=== EXERCISE DESCRIPTION ===
The data below is to be returned in full and exactly.

=== EXTRACTED INFORMATION ===

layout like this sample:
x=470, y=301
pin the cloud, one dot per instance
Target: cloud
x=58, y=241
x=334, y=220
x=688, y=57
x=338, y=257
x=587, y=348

=== FINISHED ANSWER ===
layout like this sample:
x=470, y=301
pin the cloud, one dot per instance
Target: cloud
x=58, y=241
x=334, y=220
x=688, y=57
x=338, y=257
x=587, y=348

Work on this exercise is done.